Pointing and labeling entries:
======

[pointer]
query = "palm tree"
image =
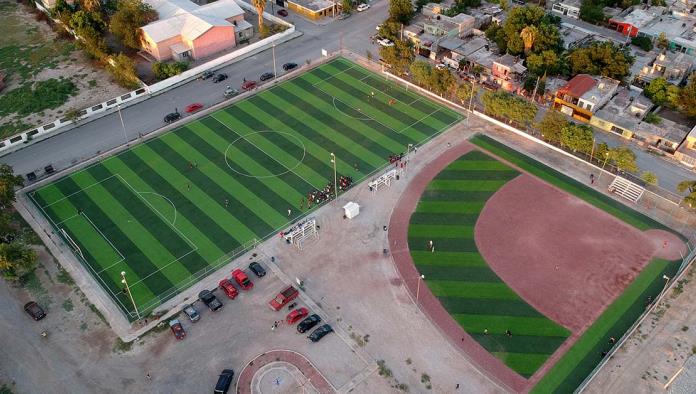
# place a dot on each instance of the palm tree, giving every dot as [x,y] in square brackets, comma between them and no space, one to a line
[690,199]
[260,5]
[529,34]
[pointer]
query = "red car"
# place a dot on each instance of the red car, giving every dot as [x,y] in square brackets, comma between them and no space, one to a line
[193,107]
[242,280]
[177,329]
[296,315]
[248,85]
[228,288]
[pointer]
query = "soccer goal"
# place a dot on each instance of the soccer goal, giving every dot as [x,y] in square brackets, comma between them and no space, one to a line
[302,232]
[72,243]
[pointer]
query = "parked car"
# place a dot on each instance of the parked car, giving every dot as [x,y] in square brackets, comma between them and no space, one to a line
[210,300]
[248,85]
[230,92]
[219,78]
[224,381]
[172,117]
[229,289]
[257,269]
[320,333]
[242,280]
[289,66]
[385,42]
[193,107]
[296,315]
[34,310]
[306,324]
[177,329]
[191,313]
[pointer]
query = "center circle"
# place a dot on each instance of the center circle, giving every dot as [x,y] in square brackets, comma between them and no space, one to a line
[287,167]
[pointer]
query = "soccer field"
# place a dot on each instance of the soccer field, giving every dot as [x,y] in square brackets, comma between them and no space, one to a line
[172,210]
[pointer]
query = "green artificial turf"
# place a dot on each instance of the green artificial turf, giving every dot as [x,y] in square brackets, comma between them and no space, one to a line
[171,210]
[457,274]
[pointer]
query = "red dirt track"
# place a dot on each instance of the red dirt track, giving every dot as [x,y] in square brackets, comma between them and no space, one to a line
[563,256]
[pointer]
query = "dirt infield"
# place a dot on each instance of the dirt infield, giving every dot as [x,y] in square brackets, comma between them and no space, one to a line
[563,256]
[310,372]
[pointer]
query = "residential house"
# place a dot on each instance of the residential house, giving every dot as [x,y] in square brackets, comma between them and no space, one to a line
[186,30]
[584,94]
[569,8]
[508,73]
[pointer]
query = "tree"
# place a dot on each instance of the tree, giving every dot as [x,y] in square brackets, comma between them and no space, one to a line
[551,125]
[260,5]
[123,69]
[690,186]
[529,35]
[129,17]
[649,178]
[642,42]
[623,158]
[578,138]
[401,11]
[601,58]
[464,91]
[399,56]
[16,259]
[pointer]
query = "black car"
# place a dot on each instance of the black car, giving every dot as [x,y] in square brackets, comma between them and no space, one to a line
[210,300]
[306,324]
[320,333]
[224,381]
[34,310]
[289,66]
[172,117]
[257,269]
[220,78]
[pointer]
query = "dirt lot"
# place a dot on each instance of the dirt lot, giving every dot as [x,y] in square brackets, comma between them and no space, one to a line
[31,52]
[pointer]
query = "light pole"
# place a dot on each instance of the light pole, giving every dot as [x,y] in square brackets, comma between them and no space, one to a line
[421,277]
[333,160]
[125,282]
[123,126]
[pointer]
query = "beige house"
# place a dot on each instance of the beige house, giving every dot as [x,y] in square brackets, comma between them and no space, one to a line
[187,31]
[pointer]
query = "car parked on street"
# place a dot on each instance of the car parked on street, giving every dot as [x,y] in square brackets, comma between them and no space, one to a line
[210,300]
[34,310]
[289,66]
[172,117]
[219,78]
[191,312]
[296,315]
[320,333]
[242,279]
[224,381]
[306,324]
[248,85]
[177,329]
[257,269]
[229,289]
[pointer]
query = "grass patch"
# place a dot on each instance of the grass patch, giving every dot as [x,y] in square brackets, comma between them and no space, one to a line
[585,354]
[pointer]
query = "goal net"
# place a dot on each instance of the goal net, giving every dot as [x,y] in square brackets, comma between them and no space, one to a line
[72,243]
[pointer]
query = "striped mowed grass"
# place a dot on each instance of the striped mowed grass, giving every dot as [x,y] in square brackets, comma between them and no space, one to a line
[169,211]
[462,280]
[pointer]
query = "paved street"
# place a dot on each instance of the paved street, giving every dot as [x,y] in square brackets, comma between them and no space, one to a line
[105,133]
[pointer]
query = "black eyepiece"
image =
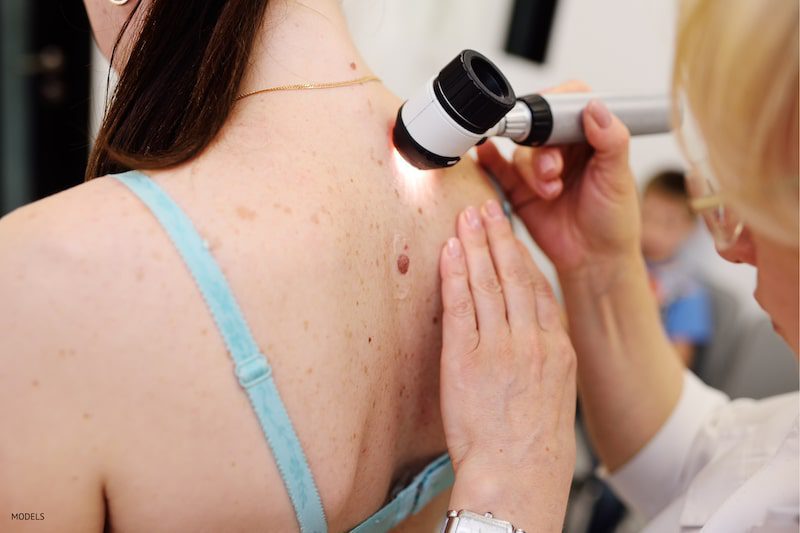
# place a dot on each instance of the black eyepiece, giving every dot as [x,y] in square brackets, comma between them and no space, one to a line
[473,91]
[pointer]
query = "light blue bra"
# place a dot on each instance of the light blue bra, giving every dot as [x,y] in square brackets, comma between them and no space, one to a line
[255,376]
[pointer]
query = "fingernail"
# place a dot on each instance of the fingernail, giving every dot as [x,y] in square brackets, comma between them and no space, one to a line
[493,209]
[551,188]
[473,220]
[600,113]
[547,164]
[453,248]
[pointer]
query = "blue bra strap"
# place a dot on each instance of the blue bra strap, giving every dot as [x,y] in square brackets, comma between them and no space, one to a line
[428,484]
[252,368]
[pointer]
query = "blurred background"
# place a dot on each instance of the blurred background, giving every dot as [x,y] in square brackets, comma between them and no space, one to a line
[53,86]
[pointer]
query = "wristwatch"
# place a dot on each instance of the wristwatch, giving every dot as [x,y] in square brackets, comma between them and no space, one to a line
[469,522]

======

- **TASK GOAL**
Repeat the data above exactly, but not the pictures.

- **RESPONSE**
[pointer]
query = "palm tree"
image =
# place a dot on each instance of the palm tree, giving every dot as [x,y] in square brackets, comma between them and no space, one to a line
[690,199]
[260,5]
[529,34]
[pointer]
query = "red car"
# place a dot on each instance of the red car, giving every dot as [x,y] in square brackets, comma between them and no space, one to a line
[193,107]
[242,280]
[177,329]
[296,315]
[248,85]
[228,288]
[pointer]
query = "soccer goal"
# place a dot on each instance of the soccer goal, giving every dot as [x,y] in square brackets, comma between them and no space, one to a line
[302,232]
[72,243]
[pointer]
query = "parked car"
# place a dot on each instance of the parked car, giving every dot as [x,y] in square brackets, comma between them and no space, one to a line
[210,300]
[248,85]
[230,92]
[219,78]
[224,381]
[172,117]
[229,289]
[257,269]
[320,333]
[242,280]
[289,66]
[385,42]
[193,107]
[296,315]
[34,310]
[306,324]
[177,329]
[191,313]
[pointer]
query = "center circle"
# place a dot on each instance of the center circle, giving every dot as [x,y] in square brackets, comma between them and no space, one to a line
[287,167]
[pointer]
query = "soccer field"
# place a dot on each instance of the soccer field, giving every dot as [x,y] in square brackets, comma between them and no space, one to a line
[172,210]
[pointer]
query = "green artificial turf"
# place a dot on each instance of the green artificial turf, giving every dot as [x,y] in square brackets, comma between them and no space, one to a line
[171,210]
[457,274]
[pointer]
query = "red dirt track"
# place a dot on each instance of the red dirt track, giving every dot as [x,y] in square brackets, comma between them and no space, one to a line
[563,256]
[pointer]
query = "dirt infield"
# place a dot on each instance of the dirt infield, giving every dot as [x,y] in square brackets, comma between them and no space, one to a line
[563,256]
[310,372]
[pointer]
query = "residential house"
# place a dot on each instance of the residential house, giving every dot as [x,y] in square brackets, comma between them and no space, one to a line
[186,30]
[584,94]
[569,8]
[508,73]
[pointer]
query = "tree"
# place a dot on each instance of the tree, giving every dot as [x,y] in square brackets, comma between them and no space, one to a line
[551,125]
[260,5]
[123,69]
[690,186]
[529,35]
[129,17]
[649,178]
[642,42]
[623,158]
[578,138]
[401,11]
[601,58]
[464,91]
[399,56]
[16,259]
[pointer]
query = "black car"
# place a dot on each instance of the black car, giving every dot as [x,y] in square brackets, comma between them and no space, one to a line
[210,300]
[306,324]
[320,333]
[224,381]
[34,310]
[289,66]
[172,117]
[257,269]
[220,78]
[pointer]
query = "dirt lot"
# place a dot on each instance of the dirt lot, giving every dot as [x,y] in square brackets, comma between them and no space, one to a line
[31,52]
[pointer]
query = "light pole"
# place a dot on each instance of the light pole, giving every dot as [x,y] in square brackets, comma between them and no space, one to a line
[421,277]
[333,160]
[125,282]
[123,126]
[pointer]
query = "beige house"
# place a dot on each instance of the beige house, giving every dot as [x,y] in square brackets, comma between them and no space, one to a line
[187,31]
[pointer]
query = "car parked on street"
# place a dot on each instance of the car parked on street, giving every dot as [x,y] in square brackets, comma between them and no space, one to a line
[210,300]
[34,310]
[289,66]
[172,117]
[219,78]
[191,312]
[296,315]
[320,333]
[242,279]
[224,381]
[306,324]
[248,85]
[177,329]
[257,269]
[229,289]
[pointer]
query = "grass patch"
# place a dot on each instance of the grass patch, giving every dot as [x,y] in square brackets, comma between them and no space, one to a line
[585,354]
[pointer]
query = "goal net"
# place a dot on each instance of the goal net, giving every dot as [x,y] in square brackets, comma between them and no space, one to a line
[72,243]
[pointer]
query = "striped mowed grass"
# place a dot on each instance of the striped mowed grass, giving every dot as [x,y] in square brackets, comma between them and no space, one to a line
[169,211]
[462,280]
[pointer]
query = "paved street"
# place a dot on each instance of the paved street, giving every dot as [x,y] in square brackets, comma between them and no space, one to a line
[105,133]
[pointer]
query = "black eyepiece"
image =
# place a dot on each instance of the black eyepiece, giving every dot as [x,y] in square brackets, comma between them and no space, one to a line
[473,91]
[pointer]
query = "light blue bra"
# place a dot on each instance of the light blue bra, giving every dot as [x,y] in square brackets, comma between them and no space, one to a line
[255,376]
[pointer]
query = "fingernail"
# place a dot on each instance of the fingernail, giving every dot as [x,y] in square brackets, comma between them and no space, one to a line
[493,209]
[551,188]
[473,220]
[600,113]
[547,164]
[453,248]
[pointer]
query = "blue bra strap"
# place a dot on each instance of the blue bra strap, giving every dot as [x,y] in square brackets, comma between them and no space, one to a line
[428,484]
[252,368]
[pointer]
query = "blurred background"
# place a dot on each instance of the blurred background, giving every dot as [x,y] in square brackets, comma between them and no space, one to a line
[53,86]
[pointer]
query = "wristwatch"
# place a dot on each instance of the wristwatch, giving every dot as [x,y] in square brackets, comma between them and no space, one to a line
[469,522]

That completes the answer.